■ Provided text
=======

[racket] Extremely slow reading a hash

From: Jeremy Price (donomii at gmail.com)
Date: Tue Mar 8 03:32:34 EST 2011

Hi,
I've been working on a Bayes file categoriser, which requires scanning
files and putting a (very) large number of keys into a hash.  In an
attempt to speed things up, I tried to save the hash to disk and then
read it back later.  Creating and saving the hash took less than 5
minutes, reading it from disk didn't finish after 10 hours.  It seems
like I may have missed a switch or option, but reading the manual for
(read) and Data Types doesn't give me any clues.  What did I miss?

I saved and loaded using:

(with-output-to-file "/home/user/bayes-data" (lambda () (write
trained_categories) ))
(with-input-from-file "/home/user/bayes-data" (lambda () (set!
trained_categories (read))))


The saved hash has a size of 167M and looks like:
#hash( ("files" . #hash((#"\0\0\0\324" . 1) (#"\6\372\370\233" . 1) ... )  ... )

and I'm using:
Welcome to MzScheme v4.2.4 [3m], Copyright (c) 2004-2010 PLT Scheme Inc.

That version is the latest Ubuntu is shipping, so apologies if the
problem has already been addressed.


Posted on the users mailing list.

=======

■ Direction 1
Which lines in the entries contain the word "coral"? List each of them in full.

=======

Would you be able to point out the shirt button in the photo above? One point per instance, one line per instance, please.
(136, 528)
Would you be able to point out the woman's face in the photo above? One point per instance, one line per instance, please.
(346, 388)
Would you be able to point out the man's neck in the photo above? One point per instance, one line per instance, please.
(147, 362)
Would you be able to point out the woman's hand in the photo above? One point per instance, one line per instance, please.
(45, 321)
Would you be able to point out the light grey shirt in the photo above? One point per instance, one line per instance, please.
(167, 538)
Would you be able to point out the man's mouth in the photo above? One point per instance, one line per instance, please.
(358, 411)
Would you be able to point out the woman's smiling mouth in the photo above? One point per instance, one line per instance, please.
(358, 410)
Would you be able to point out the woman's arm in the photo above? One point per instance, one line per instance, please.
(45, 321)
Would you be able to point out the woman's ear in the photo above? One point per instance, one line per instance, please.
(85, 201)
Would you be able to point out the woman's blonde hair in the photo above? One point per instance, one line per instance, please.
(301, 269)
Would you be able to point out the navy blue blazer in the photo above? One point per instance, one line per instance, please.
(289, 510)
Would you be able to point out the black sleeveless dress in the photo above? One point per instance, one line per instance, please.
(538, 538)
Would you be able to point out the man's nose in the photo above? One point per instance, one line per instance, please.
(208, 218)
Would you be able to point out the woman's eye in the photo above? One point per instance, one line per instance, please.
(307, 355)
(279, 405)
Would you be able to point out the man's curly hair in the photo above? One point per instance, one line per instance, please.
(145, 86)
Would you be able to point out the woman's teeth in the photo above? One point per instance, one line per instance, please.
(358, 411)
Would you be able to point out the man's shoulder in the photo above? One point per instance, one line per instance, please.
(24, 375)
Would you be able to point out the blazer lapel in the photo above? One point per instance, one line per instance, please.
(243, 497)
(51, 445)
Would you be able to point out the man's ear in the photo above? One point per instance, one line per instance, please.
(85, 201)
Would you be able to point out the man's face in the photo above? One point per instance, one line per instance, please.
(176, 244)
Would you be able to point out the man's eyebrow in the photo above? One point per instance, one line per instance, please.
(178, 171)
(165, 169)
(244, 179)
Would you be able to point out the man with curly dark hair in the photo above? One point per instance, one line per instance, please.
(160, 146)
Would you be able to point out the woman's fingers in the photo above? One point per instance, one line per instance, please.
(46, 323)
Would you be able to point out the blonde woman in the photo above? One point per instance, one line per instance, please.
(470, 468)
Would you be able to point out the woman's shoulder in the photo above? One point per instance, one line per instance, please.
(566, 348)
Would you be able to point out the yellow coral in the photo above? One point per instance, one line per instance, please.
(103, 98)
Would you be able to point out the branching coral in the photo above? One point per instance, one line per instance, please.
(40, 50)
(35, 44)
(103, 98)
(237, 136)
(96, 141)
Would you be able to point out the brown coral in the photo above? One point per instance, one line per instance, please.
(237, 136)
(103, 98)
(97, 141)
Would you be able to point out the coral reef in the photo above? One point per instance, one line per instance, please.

=======

■ Direction 2
Answer these questions about the mailing list post:
(a) How large is the saved hash file?
(b) Which version of MzScheme is the poster using?
(c) How long did creating and saving the hash take?

■ Right answer 1
Would you be able to point out the yellow coral in the photo above? One point per instance, one line per instance, please.
Would you be able to point out the branching coral in the photo above? One point per instance, one line per instance, please.
Would you be able to point out the brown coral in the photo above? One point per instance, one line per instance, please.
Would you be able to point out the coral reef in the photo above? One point per instance, one line per instance, please.

■ Right answer 2
(a) 167M
(b) MzScheme v4.2.4 [3m]
(c) Less than 5 minutes